▸ WHAT IS BEING ASKED
Pull every line of the data below out verbatim, omitting the pictures.

Image point annotation entries
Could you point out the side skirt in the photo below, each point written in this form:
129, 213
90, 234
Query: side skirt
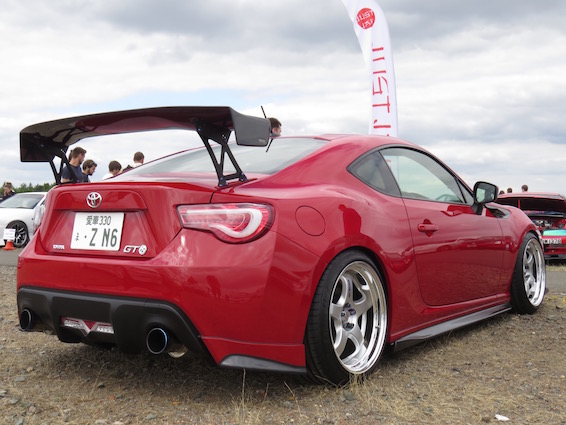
442, 328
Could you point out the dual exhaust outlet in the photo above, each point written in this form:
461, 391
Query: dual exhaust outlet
157, 340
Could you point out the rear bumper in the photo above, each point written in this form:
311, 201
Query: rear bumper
131, 319
245, 305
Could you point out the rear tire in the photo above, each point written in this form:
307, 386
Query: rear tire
347, 324
22, 235
529, 277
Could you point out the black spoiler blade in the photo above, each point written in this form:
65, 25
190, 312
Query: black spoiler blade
44, 141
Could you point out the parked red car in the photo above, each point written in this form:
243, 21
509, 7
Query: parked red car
290, 254
548, 212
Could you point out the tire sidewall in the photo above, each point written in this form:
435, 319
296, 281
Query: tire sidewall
519, 299
321, 358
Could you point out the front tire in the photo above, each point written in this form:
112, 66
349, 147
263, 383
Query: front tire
529, 277
347, 325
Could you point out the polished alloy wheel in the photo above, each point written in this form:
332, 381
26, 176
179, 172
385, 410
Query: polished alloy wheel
534, 272
358, 317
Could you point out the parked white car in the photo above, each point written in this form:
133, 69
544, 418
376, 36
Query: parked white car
18, 212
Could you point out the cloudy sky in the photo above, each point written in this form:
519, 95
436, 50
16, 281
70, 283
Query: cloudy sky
480, 84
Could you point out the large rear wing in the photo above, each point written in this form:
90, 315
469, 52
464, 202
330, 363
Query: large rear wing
46, 141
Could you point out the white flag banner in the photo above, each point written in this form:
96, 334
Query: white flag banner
373, 34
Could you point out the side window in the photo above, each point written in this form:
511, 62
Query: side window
421, 177
373, 171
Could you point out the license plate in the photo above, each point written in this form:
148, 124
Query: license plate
102, 231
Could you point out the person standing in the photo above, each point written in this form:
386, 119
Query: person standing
7, 192
73, 173
275, 126
114, 168
89, 167
138, 159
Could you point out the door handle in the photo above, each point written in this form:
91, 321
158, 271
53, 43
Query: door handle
427, 227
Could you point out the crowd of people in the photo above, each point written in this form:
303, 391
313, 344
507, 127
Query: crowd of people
79, 170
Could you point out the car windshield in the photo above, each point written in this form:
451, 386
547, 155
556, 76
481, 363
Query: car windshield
251, 159
535, 204
22, 200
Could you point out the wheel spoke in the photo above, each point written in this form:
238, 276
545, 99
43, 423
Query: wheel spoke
340, 341
365, 304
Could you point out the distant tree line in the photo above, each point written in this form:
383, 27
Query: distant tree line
31, 188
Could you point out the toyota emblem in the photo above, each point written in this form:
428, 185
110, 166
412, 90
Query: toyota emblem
94, 199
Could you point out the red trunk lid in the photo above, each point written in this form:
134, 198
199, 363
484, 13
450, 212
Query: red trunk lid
129, 220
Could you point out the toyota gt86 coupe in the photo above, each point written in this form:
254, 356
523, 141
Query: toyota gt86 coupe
308, 255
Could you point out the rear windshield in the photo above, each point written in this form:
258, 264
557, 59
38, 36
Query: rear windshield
251, 159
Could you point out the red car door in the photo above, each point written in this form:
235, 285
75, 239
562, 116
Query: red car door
458, 253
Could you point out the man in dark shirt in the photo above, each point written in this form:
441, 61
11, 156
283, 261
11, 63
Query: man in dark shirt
89, 167
7, 192
74, 173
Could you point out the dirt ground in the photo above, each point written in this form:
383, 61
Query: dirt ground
511, 367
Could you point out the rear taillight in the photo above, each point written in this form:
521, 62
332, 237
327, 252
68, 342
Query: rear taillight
233, 223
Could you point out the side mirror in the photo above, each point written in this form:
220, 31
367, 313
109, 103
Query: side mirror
483, 193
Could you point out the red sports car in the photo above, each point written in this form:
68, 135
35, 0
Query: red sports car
290, 254
548, 212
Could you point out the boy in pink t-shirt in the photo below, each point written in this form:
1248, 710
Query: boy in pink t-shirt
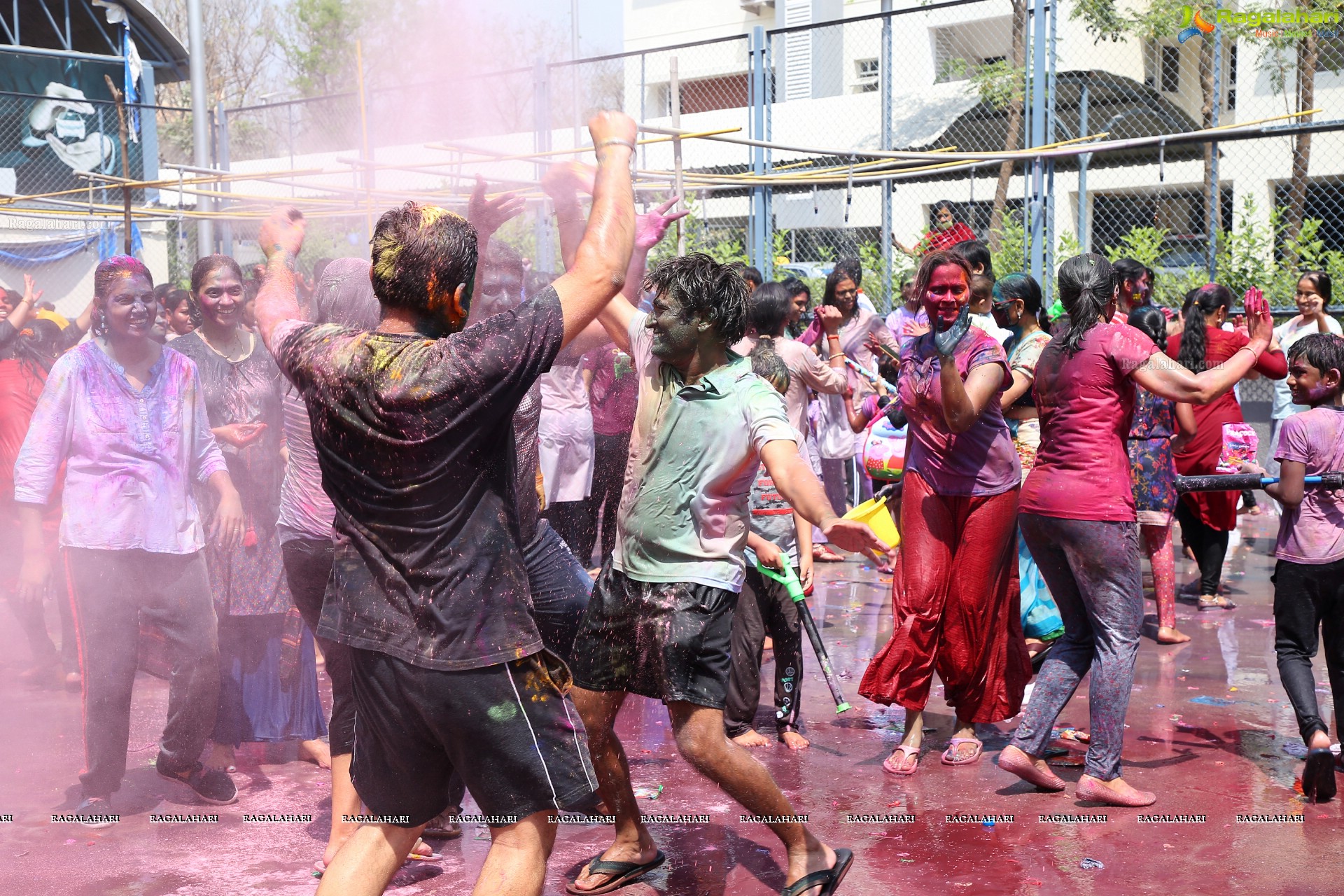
1310, 574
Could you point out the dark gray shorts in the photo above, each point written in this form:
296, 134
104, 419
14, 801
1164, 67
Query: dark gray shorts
508, 729
663, 640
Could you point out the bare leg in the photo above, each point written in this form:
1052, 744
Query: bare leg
344, 802
517, 862
701, 739
316, 751
1158, 546
632, 844
752, 739
368, 862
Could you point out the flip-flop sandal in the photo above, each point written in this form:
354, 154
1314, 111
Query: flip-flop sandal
895, 770
622, 874
1319, 776
828, 879
949, 758
1038, 659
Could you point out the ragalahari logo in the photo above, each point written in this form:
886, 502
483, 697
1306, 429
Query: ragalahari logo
1193, 23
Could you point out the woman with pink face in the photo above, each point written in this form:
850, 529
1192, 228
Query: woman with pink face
951, 590
268, 690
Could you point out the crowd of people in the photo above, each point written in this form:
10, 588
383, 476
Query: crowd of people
491, 503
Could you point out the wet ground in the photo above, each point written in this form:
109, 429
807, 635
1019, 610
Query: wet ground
1210, 729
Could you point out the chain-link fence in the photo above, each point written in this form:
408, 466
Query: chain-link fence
803, 144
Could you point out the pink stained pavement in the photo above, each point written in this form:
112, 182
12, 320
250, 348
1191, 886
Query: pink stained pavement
1210, 761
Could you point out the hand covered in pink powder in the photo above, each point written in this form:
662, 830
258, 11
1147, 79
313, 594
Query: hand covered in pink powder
230, 523
851, 535
651, 226
283, 232
30, 295
488, 216
830, 317
1260, 324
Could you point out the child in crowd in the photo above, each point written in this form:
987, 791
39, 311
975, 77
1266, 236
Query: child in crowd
765, 606
1159, 428
981, 305
1310, 574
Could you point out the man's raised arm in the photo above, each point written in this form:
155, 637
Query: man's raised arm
601, 260
281, 238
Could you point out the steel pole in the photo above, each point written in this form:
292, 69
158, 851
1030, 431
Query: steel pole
200, 120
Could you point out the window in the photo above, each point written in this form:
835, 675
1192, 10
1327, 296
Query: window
1171, 69
866, 76
960, 50
1180, 213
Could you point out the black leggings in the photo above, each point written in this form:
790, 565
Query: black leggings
1209, 545
1310, 610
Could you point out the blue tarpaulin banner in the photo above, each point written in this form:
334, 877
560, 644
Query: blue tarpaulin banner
52, 250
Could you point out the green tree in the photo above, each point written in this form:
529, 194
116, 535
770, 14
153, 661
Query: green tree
321, 49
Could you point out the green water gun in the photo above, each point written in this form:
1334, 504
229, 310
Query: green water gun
790, 580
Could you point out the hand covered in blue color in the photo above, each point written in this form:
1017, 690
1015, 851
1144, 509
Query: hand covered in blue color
948, 340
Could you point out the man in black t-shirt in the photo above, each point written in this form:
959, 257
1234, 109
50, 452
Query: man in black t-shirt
413, 431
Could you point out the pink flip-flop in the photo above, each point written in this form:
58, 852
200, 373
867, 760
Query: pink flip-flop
951, 760
895, 770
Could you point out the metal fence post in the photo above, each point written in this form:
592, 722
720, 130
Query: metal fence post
758, 223
678, 183
1082, 171
1212, 219
226, 230
885, 86
1037, 136
545, 260
1047, 285
200, 118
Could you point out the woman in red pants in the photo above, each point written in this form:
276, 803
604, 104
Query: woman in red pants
951, 596
1208, 517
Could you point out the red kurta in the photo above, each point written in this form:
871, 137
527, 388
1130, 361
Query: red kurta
939, 239
1218, 510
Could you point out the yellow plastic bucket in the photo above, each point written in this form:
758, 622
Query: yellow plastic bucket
879, 520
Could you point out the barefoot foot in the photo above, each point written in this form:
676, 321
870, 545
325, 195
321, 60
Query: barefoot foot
1168, 634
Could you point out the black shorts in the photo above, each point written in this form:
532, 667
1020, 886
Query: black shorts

▸ EXERCISE RESULT
Could you point out the side skirt in the photo below, each point written in this form:
129, 213
90, 234
Query: side skirt
442, 328
Could you point out the dual exhaust outlet in the photo above, each point written in this form:
461, 391
Query: dual exhaust outlet
157, 340
Could you point out the rear bumper in the photo above, each point written in this form:
311, 201
Query: rear bumper
131, 319
245, 305
Could you point out the rear tire in the photo above, each point written in this form:
307, 386
Query: rear tire
347, 324
22, 235
529, 277
Could you point out the black spoiler blade in the photo above, each point written in this form:
65, 25
190, 312
Query: black spoiler blade
44, 141
Could you point out the parked red car in the photo above, each point written in this form:
243, 21
509, 7
Query: parked red car
290, 254
548, 212
Could you point out the tire sidewall in the photo above, each point written in this form:
435, 319
296, 281
Query: tire sidewall
519, 299
321, 358
Could you point out the front tire in the photo above, each point written in this form:
112, 66
349, 147
263, 383
Query: front tire
529, 277
347, 325
Could you point out the polished alloy wheel in the photo above, each point written in this form:
332, 381
26, 176
179, 172
385, 410
Query: polished alloy wheel
534, 272
358, 317
Could you point out the parked white car in the photo above, each point written in this form:
133, 69
544, 418
376, 36
Query: parked white car
18, 212
Could you point out the cloudy sky in the photo above, each point written in this form:
519, 95
436, 50
16, 281
70, 283
Query: cloudy sky
480, 84
Could you point out the large rear wing in the photo above, each point written in this form:
90, 315
469, 52
464, 202
330, 363
Query: large rear wing
46, 141
Could you point out the white flag banner in the photo above, each point written in this form:
96, 334
Query: white flag banner
373, 34
Could you point out the side window in the photo above, each point written in this form:
511, 62
Query: side window
421, 177
373, 171
Could you point out the license plate in the photo above, each point written in this form:
148, 124
Query: license plate
102, 231
Could you point out the person standing in the photo above, each point written in this form:
386, 119
Query: person standing
7, 192
73, 173
275, 126
114, 168
89, 167
138, 159
Could you point out the door handle in the photo above, each point written in this form:
91, 321
158, 271
53, 43
Query: door handle
427, 227
Could you point out the crowd of people in the photo above, each point written in this form:
303, 391
313, 344
507, 127
Query: crowd of people
79, 170
Could you point out the car windshield in the photo above, each point written in this form:
451, 386
547, 155
556, 76
481, 363
Query: car windshield
251, 159
535, 204
22, 200
Could you point out the wheel spoke in the photo above, each point written in this form:
238, 276
545, 99
43, 423
Query: wheel spoke
340, 341
365, 304
Could you point out the distant tree line in the photo above, each point written in this form:
383, 27
Query: distant tree line
31, 188
Could you point out the toyota emblem in the photo above, each point written in this form:
428, 185
110, 166
412, 90
Query: toyota emblem
94, 199
Could you point out the red trunk lid in the photo above, each point written in this form:
134, 198
199, 363
484, 13
450, 212
Query: red trunk lid
129, 220
Could you point out the toyota gt86 coupe in the photo above, each point written in this form:
254, 356
523, 141
Query: toyota gt86 coupe
308, 255
Could you point out the rear windshield in the photo above, each point written in this form:
258, 264
557, 59
38, 36
Query: rear windshield
251, 159
Could you point out the red car door in the photo above, each point written in this form:
235, 285
75, 239
562, 116
Query: red car door
458, 253
Could you point out the man in dark shirt in the photo above, each point written in this form:
441, 61
11, 156
283, 261
11, 63
Query: man in dark shirt
89, 167
7, 192
74, 173
Could you point out the dirt ground in the photo above, each point written in this form:
383, 61
Query: dirt ground
511, 367
Could you point out the rear taillight in the photo above, each point written in this form:
521, 62
332, 237
327, 252
68, 342
Query: rear taillight
233, 223
Could you point out the side mirror in the photo above, each point written in this form:
220, 31
367, 313
109, 103
Query: side mirror
483, 193
Could you point out the red sports car in the photo above, each point written in this form:
68, 135
35, 0
Query: red sports car
290, 254
548, 212
Could you point out the boy in pink t-shirt in the photo below, each point written in this form:
1248, 710
Query: boy in pink t-shirt
1310, 574
Could you point out the dark gray shorts in the photo above, each point written in this form:
296, 134
104, 419
14, 801
1164, 67
Query: dark gray shorts
508, 729
663, 640
Could you point out the bare leg in the photo above, each point written in this form:
1052, 744
Query: bare leg
344, 802
517, 862
701, 739
316, 751
1158, 546
632, 844
752, 739
368, 862
Could you point out the flip-flop sandal in the photo above, each point written in this form:
354, 154
1314, 111
Query: flip-flop sandal
895, 770
622, 874
1319, 776
828, 879
949, 758
1038, 659
Could you point out the ragalahari logo in the photo above, each point written in this form:
886, 502
483, 697
1306, 429
Query: ragalahari logo
1193, 23
Could you point out the woman with pink face in the photo above, each point written in this form:
850, 529
1192, 228
Query: woman with pink face
951, 590
268, 690
Could you point out the crowd of people in the photo above, each point written in this form:
10, 588
383, 476
Query: crowd of people
491, 503
Could you point out the wet ground in the photo above, each point written in this form:
109, 429
807, 635
1019, 610
Query: wet ground
1210, 729
Could you point out the chain-link fence in the photo above, each point written in this form:
408, 466
Query: chain-link fence
803, 144
Could you point out the pink stained pavement in the photo above, each point written in this form:
112, 182
12, 320
250, 348
1191, 886
Query: pink stained pavement
1210, 761
Could you point out the hand covered in pink powder in the photo above, each point written in this form:
662, 830
258, 11
1147, 79
313, 594
Query: hand covered in pink powder
230, 523
851, 535
651, 226
283, 232
30, 295
488, 216
830, 317
1260, 324
Could you point out the child in crowd in the photo above, each point written in this form:
987, 791
39, 311
975, 77
1266, 236
Query: child in crowd
765, 606
1159, 428
981, 305
1310, 574
Could you point out the man's raised arm in the photo above, each point written in this form:
155, 637
Query: man's raised arm
601, 260
281, 238
Could you point out the steel pole in the photo above, each point written in this form:
292, 69
158, 851
1030, 431
Query: steel pole
200, 120
Could you point out the window in the photo above, each point written in this form:
835, 675
1192, 10
1327, 296
Query: window
1171, 69
866, 76
960, 50
1180, 213
Could you point out the black leggings in the photo above, each point written in this form:
790, 565
Query: black leggings
1209, 545
1310, 610
Could you point out the blue tarpaulin banner in the photo above, each point written in this form:
334, 877
560, 644
Query: blue tarpaulin banner
52, 250
Could you point out the green tree in the photo above, each point written in this form:
529, 194
116, 535
770, 14
153, 661
Query: green tree
321, 49
Could you point out the green water gun in the photo above, each point written in this form:
1334, 504
229, 310
Query: green water gun
790, 580
Could you point out the hand covered in blue color in the photo above, each point written in this form:
1017, 690
1015, 851
1144, 509
Query: hand covered in blue color
948, 340
Could you point out the man in black t-shirt in the photo above, each point written in this form:
959, 257
1234, 109
50, 452
Query: man in black t-shirt
413, 431
Could you point out the pink flip-flop in the photo above, each point written in this form:
58, 852
200, 373
867, 760
Query: pink flip-flop
951, 760
895, 770
Could you point out the metal fence post in the photo above, each point written in this form:
592, 722
720, 130
Query: metal fence post
758, 223
678, 183
1082, 171
1212, 219
226, 230
885, 86
1037, 136
545, 260
1047, 285
200, 118
Could you point out the woman in red pants in the photo above, each point written in this form:
276, 803
604, 104
Query: woman in red pants
951, 596
1208, 517
Could you point out the red kurta in the photo above, each point written in this form:
871, 137
527, 388
1130, 361
Query: red kurta
939, 239
1218, 510
Could you point out the yellow plastic bucket in the photo above, each point written in this form:
758, 622
Query: yellow plastic bucket
879, 520
Could you point out the barefoot foot in the photo above, each point written in this form:
676, 321
870, 545
325, 195
321, 60
Query: barefoot foot
1168, 634
Could you point out the black shorts in the photo above, each point written in this form:
532, 667
1020, 886
Query: black shorts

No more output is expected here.